**Goal**
Copy every line below word for word, leaving the pictures out of your copy.

**Material to process**
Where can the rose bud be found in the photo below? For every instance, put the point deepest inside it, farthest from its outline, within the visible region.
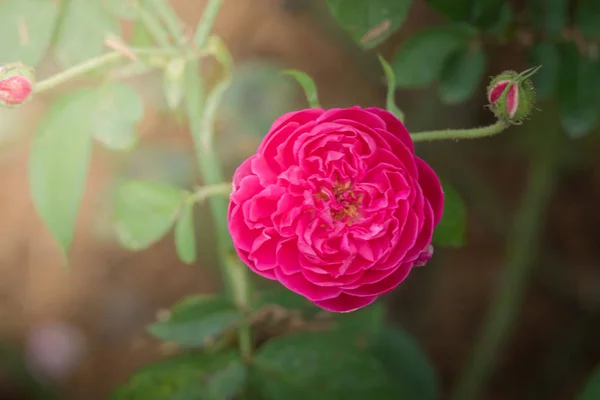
(512, 96)
(335, 205)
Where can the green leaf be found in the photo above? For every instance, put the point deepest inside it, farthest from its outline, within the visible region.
(145, 211)
(578, 89)
(196, 319)
(461, 75)
(405, 362)
(550, 16)
(308, 85)
(25, 30)
(85, 25)
(192, 376)
(587, 18)
(174, 82)
(58, 164)
(119, 108)
(591, 390)
(319, 366)
(370, 22)
(420, 59)
(185, 237)
(545, 80)
(455, 10)
(391, 86)
(451, 229)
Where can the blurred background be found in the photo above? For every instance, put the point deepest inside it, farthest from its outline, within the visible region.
(81, 332)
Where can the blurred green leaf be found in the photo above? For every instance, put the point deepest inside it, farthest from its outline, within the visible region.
(545, 80)
(192, 376)
(451, 229)
(591, 390)
(579, 91)
(59, 161)
(119, 108)
(195, 319)
(174, 82)
(370, 22)
(391, 85)
(587, 18)
(84, 26)
(405, 362)
(145, 211)
(550, 16)
(365, 323)
(286, 299)
(455, 10)
(25, 30)
(308, 85)
(185, 237)
(318, 366)
(461, 75)
(420, 60)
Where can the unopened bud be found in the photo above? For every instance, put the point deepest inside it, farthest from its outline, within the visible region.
(424, 256)
(16, 84)
(512, 95)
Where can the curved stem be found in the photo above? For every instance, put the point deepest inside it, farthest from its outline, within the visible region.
(92, 64)
(448, 134)
(521, 252)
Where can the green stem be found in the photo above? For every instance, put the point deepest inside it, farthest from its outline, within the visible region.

**Output for this exercise**
Where can the rose bud be found in the photo below? For every instance, put the point deepest inside it, farthest from its outline, within the visible region.
(512, 96)
(335, 205)
Where can the green leaf be found in the photo above? For every instance, put the point deepest inside it, farthest from its outline, within the visible region.
(145, 211)
(578, 89)
(196, 319)
(461, 75)
(405, 362)
(550, 16)
(308, 85)
(25, 30)
(85, 25)
(192, 376)
(587, 18)
(174, 82)
(58, 164)
(119, 108)
(591, 390)
(319, 366)
(370, 22)
(420, 59)
(185, 237)
(545, 80)
(455, 10)
(391, 86)
(451, 229)
Where can the blurred background be found in the photo above? For every instance, put the point deepest inside it, farthest from its outline, within the visible region.
(81, 332)
Where can the blurred green leaf be found in the photo above? For every instance, put the point deepest inside it, farthest from its outline, within the visible region.
(545, 80)
(192, 376)
(451, 229)
(591, 390)
(579, 91)
(59, 161)
(119, 108)
(195, 319)
(174, 82)
(370, 22)
(391, 85)
(587, 18)
(84, 26)
(405, 362)
(145, 211)
(550, 16)
(365, 323)
(286, 299)
(455, 10)
(25, 30)
(308, 85)
(185, 237)
(318, 366)
(461, 75)
(420, 60)
Where can the unopened bud be found in the photo above? For every instance, put the point deepest inside it, farthest from its outline, within the visible region.
(424, 256)
(16, 84)
(512, 95)
Where can the curved stem be found in the photo above? For every instance, put the point deepest inside it, farthest from its outline, within the visible region.
(92, 64)
(448, 134)
(521, 252)
Where can the green stem be found in the photo above? For every instance, put the point deepest inside it, farthest from its outline, within the visible region.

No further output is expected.